For many people the life of a ballet dancer remains somewhat of a mystery; a distant world of rehearsal studios and classes. Though so little understood by most ballet-goers, this offstage existence makes up most of a dancer’s life, as performances are but a small fraction of the hours a dancer puts in each week. Following is a brief background on the Royal Danish Ballet and a glimpse into its dancers' world when they are not on stage.

The Company

Currently, there are approximately 90 dancers in the Royal Danish Ballet, including 7 apprentices from the School of the Royal Danish Ballet and 12 character dancers. About three quarters of the dancers are Danish, with the other nationalities represented including Sweden , Poland (3), France (2), Great Britain (5), United States (3), New Zealand (2), Russia (2), Hungary , Canada , Mexico , Australia and Belgium .
All of the Danish dancers were trained at the School of the Royal Danish Ballet, though a few like Kenneth Greve and Julien Ringdahl, spent time at other ballet schools and danced with other companies prior to returning to Denmark . Most started at the RDB School between the ages of 7 and 11, training for up to ten years before starting a two or three year apprenticeship at the age of 16.

DATA LISTING:
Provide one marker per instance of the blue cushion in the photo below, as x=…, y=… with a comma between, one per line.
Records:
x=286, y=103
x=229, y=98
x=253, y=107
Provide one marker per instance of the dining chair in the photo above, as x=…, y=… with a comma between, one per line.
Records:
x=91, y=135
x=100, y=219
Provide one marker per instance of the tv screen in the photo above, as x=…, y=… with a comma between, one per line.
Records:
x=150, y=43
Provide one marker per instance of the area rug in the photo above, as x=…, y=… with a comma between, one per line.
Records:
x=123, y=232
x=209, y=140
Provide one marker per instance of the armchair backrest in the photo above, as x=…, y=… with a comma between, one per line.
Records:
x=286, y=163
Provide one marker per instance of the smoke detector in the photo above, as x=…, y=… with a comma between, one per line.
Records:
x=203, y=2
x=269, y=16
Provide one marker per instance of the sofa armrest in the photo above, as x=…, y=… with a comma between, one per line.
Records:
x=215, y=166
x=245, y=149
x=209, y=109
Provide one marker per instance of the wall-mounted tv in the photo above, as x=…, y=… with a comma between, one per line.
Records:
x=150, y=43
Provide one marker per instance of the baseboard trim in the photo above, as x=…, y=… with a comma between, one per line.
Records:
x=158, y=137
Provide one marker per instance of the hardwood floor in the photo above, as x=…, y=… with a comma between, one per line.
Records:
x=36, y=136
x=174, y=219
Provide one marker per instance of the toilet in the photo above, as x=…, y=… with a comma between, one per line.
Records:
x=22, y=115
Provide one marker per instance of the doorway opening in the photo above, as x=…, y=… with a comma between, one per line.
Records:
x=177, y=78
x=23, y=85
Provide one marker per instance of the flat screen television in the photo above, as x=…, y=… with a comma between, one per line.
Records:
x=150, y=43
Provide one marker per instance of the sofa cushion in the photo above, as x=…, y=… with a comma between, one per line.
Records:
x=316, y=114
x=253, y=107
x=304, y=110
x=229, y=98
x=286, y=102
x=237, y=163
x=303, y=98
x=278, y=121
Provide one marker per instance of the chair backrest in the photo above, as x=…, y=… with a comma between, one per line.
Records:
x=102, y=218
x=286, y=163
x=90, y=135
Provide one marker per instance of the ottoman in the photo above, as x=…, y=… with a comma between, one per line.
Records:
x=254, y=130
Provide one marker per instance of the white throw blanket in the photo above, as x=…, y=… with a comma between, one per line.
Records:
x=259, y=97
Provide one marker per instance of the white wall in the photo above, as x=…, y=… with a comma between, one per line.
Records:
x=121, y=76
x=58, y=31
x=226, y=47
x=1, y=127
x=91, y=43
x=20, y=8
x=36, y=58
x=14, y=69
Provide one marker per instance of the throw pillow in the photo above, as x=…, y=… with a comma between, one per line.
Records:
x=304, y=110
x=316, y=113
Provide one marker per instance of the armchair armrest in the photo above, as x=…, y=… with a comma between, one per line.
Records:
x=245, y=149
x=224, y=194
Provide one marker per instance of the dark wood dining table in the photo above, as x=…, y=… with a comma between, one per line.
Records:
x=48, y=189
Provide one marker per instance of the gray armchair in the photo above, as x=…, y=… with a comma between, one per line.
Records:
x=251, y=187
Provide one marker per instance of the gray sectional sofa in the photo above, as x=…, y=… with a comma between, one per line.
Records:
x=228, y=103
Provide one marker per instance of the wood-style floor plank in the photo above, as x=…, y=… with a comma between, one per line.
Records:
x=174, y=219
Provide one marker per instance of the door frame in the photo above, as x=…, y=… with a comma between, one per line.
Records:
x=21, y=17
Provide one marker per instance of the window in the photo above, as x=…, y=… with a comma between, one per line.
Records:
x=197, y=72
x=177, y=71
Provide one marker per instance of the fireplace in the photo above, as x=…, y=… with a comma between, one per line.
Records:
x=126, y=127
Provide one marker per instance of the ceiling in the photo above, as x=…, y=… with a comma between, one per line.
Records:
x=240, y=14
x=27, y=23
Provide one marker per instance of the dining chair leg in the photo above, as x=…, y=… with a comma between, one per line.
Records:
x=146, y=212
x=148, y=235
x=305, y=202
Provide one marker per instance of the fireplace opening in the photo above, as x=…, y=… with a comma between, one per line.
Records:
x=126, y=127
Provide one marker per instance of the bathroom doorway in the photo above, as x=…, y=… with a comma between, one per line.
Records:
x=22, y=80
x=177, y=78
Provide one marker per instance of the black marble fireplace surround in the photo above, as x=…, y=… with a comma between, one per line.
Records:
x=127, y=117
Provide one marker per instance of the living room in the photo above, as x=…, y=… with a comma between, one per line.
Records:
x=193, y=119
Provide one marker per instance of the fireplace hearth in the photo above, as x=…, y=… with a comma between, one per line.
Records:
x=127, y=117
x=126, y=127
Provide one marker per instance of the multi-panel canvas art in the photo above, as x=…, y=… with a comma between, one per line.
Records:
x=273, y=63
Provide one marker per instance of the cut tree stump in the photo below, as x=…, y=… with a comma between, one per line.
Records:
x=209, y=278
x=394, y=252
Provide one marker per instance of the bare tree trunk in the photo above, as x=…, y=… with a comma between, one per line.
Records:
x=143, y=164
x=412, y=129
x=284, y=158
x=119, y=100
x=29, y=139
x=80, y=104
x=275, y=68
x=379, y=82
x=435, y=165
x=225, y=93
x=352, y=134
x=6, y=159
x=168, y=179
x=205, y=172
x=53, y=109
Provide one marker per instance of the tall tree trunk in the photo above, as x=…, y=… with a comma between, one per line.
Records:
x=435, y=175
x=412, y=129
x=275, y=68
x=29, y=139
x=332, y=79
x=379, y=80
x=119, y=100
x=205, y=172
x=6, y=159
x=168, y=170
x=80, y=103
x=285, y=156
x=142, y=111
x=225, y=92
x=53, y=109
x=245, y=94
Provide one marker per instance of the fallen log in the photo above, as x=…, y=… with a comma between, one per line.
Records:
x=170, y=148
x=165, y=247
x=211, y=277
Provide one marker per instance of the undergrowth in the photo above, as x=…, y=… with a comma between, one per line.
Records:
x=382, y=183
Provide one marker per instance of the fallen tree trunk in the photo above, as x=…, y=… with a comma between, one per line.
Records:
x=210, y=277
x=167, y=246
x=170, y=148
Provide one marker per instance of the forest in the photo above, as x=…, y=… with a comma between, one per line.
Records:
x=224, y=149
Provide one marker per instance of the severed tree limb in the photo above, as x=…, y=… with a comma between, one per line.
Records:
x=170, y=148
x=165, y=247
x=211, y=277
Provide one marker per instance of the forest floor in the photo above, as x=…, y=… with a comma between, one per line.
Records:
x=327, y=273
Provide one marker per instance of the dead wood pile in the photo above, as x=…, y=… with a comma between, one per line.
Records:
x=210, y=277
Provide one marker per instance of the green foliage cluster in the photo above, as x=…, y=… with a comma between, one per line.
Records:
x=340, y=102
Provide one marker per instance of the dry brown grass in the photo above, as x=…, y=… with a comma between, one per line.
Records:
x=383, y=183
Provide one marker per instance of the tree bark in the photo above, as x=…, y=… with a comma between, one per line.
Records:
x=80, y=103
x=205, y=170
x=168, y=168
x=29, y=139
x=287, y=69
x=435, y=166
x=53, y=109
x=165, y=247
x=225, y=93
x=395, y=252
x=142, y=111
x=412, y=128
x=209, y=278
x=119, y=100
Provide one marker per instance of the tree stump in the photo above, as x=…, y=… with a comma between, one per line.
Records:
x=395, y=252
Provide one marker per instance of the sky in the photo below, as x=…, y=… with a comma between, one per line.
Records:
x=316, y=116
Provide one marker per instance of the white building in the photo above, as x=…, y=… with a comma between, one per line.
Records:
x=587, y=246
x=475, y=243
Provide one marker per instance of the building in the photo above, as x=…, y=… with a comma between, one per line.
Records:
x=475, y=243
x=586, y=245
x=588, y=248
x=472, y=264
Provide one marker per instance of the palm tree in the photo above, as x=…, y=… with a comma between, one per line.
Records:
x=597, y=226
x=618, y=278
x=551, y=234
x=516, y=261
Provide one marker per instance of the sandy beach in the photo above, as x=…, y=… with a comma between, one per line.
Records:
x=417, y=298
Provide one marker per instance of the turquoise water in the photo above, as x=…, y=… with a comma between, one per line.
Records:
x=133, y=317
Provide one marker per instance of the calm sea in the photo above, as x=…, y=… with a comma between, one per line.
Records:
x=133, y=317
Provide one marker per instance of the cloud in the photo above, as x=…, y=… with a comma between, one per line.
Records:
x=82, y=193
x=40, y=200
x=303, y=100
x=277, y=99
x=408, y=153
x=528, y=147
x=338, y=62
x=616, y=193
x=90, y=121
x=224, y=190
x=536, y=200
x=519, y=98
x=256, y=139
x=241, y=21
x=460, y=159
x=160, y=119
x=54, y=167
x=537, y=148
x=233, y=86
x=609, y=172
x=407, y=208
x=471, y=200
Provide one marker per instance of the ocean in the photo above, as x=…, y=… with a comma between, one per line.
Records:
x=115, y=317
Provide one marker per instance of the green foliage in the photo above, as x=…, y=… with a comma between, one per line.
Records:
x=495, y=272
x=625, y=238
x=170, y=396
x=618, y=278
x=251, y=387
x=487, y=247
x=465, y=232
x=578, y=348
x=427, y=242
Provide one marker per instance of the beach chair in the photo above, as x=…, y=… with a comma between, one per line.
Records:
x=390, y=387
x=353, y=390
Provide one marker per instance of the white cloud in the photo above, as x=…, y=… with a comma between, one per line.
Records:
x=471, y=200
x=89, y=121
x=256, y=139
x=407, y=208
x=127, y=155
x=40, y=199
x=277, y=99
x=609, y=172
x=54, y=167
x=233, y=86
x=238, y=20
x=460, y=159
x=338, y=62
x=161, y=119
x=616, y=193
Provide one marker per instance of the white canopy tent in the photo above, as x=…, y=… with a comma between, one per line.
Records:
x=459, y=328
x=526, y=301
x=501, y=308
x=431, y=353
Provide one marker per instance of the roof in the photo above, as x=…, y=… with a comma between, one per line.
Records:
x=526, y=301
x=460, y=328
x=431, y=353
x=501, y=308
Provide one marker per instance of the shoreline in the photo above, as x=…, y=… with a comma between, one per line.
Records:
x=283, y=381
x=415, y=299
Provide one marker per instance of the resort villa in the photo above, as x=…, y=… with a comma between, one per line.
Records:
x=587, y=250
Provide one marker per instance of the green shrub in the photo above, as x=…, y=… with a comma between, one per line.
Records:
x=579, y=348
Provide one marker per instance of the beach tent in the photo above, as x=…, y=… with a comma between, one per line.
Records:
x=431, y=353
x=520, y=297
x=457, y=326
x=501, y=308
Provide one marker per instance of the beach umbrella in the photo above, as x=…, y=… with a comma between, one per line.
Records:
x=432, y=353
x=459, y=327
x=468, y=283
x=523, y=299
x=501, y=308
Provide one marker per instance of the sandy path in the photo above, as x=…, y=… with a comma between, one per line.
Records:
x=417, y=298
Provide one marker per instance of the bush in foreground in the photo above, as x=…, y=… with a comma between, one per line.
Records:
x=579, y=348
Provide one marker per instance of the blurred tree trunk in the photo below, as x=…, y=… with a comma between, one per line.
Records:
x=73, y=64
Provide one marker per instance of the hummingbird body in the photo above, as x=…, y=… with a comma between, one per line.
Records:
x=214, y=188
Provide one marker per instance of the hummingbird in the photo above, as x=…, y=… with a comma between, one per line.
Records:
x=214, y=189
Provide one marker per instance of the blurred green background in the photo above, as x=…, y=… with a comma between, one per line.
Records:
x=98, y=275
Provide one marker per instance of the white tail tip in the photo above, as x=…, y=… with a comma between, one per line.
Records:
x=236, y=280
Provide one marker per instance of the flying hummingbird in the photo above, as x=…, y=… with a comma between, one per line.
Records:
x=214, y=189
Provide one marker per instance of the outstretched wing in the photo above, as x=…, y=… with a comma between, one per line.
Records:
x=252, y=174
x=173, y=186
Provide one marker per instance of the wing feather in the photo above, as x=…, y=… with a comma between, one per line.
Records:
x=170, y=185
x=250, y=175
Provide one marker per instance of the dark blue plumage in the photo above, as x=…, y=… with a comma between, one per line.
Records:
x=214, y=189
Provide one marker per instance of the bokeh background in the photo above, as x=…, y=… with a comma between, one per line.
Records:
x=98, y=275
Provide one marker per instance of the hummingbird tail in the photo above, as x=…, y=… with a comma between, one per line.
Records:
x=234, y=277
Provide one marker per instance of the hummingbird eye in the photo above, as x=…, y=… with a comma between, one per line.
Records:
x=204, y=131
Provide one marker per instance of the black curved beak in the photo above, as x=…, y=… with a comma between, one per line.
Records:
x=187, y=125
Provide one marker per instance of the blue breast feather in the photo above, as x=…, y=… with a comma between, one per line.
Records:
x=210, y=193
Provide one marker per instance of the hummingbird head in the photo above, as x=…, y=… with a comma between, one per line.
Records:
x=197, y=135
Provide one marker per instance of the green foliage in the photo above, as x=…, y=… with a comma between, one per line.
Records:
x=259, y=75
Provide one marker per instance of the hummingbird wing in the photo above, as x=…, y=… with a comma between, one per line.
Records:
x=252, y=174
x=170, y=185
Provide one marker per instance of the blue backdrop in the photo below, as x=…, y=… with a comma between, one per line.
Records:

WHAT TO DO:
a – Answer these questions about the Royal Danish Ballet passage, one answer per line:
(i) Approximately how many dancers are currently in the Royal Danish Ballet?
(ii) How many of the company's dancers come from Great Britain?
(iii) At what age do students of the RDB School start their apprenticeship?
b – From the rows, return the lines starting at the line that contains "Provide one marker per instance of the fallen tree" and ending at the line that contains "x=327, y=273", keeping them unchanged.

ANSWERS TO THE EXERCISES:
a –
(i) Approximately 90
(ii) 5
(iii) 16

b –
Provide one marker per instance of the fallen tree trunk in the photo above, as x=…, y=… with a comma between, one per line.
Records:
x=210, y=277
x=167, y=246
x=170, y=148
Provide one marker per instance of the forest in the photo above, as x=…, y=… with a comma between, one per line.
Records:
x=224, y=149
Provide one marker per instance of the severed tree limb in the photo above, as x=…, y=… with a comma between, one per line.
Records:
x=170, y=148
x=165, y=247
x=211, y=277
Provide one marker per instance of the forest floor in the photo above, as x=…, y=… with a comma between, one per line.
Records:
x=327, y=273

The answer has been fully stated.